■ EXERCISE INSTRUCTIONS
Look for "the wine glass accordingly" in the listing below, then copy exactly the line it appears in and all lines after it to the end, and nothing more.

--

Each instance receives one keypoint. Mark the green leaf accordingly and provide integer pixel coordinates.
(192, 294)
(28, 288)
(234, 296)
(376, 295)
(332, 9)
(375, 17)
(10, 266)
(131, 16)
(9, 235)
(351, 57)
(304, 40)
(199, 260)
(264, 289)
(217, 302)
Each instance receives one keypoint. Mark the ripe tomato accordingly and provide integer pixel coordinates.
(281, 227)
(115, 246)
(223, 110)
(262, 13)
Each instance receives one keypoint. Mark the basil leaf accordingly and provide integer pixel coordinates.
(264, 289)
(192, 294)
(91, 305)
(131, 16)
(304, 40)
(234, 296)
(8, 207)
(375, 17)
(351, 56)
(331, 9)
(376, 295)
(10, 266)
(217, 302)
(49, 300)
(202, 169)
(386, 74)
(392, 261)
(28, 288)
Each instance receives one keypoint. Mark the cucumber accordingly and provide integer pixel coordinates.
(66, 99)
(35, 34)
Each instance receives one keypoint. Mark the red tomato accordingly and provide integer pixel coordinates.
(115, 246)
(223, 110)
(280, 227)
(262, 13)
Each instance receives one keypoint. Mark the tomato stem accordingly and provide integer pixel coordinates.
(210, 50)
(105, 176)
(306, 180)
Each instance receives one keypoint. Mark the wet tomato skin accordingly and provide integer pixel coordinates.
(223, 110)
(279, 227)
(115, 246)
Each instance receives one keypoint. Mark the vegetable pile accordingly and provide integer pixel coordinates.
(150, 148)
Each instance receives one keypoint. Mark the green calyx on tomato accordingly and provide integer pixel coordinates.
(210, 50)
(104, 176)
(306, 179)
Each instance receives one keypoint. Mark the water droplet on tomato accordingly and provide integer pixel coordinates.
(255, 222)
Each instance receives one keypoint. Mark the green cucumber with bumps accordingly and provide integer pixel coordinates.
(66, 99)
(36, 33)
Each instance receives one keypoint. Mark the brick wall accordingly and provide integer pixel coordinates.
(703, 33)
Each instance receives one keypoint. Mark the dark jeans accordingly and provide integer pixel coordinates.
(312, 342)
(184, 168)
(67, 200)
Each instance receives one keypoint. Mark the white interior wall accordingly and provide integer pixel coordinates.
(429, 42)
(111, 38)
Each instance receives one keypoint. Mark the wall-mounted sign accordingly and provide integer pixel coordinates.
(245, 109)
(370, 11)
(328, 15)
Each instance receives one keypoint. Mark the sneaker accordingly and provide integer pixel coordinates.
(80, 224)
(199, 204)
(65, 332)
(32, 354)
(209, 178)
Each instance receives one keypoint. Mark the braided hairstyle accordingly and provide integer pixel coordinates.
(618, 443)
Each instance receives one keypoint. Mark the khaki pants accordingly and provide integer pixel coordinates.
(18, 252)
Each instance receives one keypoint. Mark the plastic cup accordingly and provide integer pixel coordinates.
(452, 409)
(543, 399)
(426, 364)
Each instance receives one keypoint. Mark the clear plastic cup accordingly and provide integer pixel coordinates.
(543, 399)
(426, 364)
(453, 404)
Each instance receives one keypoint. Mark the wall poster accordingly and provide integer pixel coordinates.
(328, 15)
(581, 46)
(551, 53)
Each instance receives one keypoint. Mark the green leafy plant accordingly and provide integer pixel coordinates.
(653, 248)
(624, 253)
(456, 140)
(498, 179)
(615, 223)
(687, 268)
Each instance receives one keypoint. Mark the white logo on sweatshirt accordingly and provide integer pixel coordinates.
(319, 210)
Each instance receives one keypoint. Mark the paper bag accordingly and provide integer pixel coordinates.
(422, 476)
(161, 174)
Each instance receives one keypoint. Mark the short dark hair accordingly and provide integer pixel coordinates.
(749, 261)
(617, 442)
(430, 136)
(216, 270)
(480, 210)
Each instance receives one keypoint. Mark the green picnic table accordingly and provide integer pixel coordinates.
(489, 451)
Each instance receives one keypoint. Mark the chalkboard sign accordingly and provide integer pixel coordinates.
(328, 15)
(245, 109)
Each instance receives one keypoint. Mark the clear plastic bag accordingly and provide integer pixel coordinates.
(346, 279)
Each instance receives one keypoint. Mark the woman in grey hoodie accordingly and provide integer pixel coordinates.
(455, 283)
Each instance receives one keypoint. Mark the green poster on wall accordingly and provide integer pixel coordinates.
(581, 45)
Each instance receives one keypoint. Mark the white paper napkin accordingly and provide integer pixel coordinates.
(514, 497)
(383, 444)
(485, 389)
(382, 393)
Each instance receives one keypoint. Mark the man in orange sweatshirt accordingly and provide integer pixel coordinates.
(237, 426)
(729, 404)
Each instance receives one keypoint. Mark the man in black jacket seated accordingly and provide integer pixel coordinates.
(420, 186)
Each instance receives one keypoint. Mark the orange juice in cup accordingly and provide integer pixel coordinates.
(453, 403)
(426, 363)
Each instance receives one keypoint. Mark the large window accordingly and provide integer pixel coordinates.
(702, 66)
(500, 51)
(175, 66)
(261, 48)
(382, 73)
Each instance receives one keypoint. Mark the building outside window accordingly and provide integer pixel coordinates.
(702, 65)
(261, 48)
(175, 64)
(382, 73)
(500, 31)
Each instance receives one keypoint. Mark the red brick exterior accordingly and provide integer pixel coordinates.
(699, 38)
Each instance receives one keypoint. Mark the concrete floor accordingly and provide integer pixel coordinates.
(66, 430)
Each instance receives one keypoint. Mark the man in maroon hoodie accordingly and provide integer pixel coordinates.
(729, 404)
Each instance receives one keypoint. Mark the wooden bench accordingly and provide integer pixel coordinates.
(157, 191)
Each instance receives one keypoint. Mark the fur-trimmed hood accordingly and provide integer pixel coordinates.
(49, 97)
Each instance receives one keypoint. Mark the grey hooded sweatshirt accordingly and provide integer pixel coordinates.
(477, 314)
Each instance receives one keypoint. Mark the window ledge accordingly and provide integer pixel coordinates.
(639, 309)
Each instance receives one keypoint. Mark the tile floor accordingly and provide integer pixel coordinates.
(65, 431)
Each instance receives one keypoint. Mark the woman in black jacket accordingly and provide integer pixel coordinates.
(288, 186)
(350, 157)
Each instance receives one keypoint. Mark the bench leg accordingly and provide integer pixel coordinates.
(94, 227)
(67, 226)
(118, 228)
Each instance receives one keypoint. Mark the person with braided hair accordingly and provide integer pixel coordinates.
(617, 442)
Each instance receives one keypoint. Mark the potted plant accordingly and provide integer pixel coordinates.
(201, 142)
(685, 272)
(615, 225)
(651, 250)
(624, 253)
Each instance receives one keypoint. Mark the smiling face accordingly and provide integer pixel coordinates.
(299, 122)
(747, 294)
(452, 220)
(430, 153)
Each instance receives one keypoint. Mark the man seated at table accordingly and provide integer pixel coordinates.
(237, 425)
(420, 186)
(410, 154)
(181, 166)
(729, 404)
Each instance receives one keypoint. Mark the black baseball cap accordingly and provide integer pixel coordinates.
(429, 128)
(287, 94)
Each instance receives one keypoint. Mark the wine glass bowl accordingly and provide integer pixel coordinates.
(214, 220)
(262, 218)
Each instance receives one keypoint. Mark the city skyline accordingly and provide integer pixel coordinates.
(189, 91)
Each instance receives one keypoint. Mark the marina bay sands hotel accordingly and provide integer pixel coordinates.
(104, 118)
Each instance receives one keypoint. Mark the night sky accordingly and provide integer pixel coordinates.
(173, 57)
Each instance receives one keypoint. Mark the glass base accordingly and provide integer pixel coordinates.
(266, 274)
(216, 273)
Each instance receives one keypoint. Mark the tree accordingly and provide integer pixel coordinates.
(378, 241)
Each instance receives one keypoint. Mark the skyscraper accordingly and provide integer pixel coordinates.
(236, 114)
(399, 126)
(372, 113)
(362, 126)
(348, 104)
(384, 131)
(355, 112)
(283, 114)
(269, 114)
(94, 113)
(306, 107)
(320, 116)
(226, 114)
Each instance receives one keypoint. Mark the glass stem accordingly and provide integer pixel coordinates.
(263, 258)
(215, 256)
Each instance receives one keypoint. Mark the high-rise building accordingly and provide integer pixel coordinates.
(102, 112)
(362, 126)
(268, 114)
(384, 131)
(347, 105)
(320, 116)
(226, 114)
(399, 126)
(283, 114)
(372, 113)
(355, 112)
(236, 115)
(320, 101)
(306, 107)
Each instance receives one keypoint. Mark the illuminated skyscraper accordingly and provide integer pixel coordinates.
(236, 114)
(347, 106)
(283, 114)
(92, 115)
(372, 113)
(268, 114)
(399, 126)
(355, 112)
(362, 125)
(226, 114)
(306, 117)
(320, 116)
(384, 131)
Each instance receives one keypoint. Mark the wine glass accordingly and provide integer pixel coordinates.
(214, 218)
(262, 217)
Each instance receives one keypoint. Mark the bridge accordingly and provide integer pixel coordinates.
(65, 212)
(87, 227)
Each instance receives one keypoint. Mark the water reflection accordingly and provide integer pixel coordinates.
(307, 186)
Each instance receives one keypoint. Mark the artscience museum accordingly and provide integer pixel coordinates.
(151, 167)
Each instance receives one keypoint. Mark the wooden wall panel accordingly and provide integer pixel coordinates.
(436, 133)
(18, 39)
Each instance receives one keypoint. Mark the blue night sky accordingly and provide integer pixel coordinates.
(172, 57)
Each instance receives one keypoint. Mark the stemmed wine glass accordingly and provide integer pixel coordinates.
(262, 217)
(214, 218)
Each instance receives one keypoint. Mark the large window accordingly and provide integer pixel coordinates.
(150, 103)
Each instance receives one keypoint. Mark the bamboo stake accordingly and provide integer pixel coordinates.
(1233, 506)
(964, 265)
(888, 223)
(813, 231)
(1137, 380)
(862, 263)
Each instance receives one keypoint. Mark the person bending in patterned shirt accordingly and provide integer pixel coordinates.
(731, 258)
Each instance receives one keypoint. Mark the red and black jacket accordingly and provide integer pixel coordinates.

--

■ RESULT FOR THIS EXERCISE
Each instance receives one keypoint. Mark the wine glass accordingly and provide integer pixel coordinates.
(214, 218)
(262, 217)
Each instance receives one keypoint. Mark the bridge accordingly and provide integer pixel coordinates.
(65, 212)
(87, 227)
Each instance receives one keypoint. Mark the water reflection accordingly and provide integer pixel coordinates.
(307, 186)
Each instance receives one keypoint. Mark the artscience museum accordingly and provide integer pixel coordinates.
(151, 167)
Each instance receives one keypoint. Mark the wooden wall panel accordingly and provide integer pixel coordinates.
(436, 133)
(18, 39)
Each instance receives one keypoint. Mark the blue night sky accordingly and provide integer pixel coordinates.
(172, 57)
Each instance receives one keypoint. Mark the stemmed wine glass accordingly and provide integer pixel coordinates.
(262, 217)
(214, 218)
Each instance receives one keypoint. Mark the large window accordingly and provide integer pixel coordinates.
(150, 103)
Each instance receives one keypoint. Mark the bamboo stake accordingly and provide integer pixel coordinates.
(1233, 506)
(964, 265)
(888, 223)
(813, 231)
(1137, 380)
(862, 263)
Each instance receives one keypoint. Mark the person bending in patterned shirt accordingly and provide integer pixel coordinates.
(731, 258)
Each instance receives one keypoint. Mark the red and black jacket accordingly and provide integer pixel coordinates.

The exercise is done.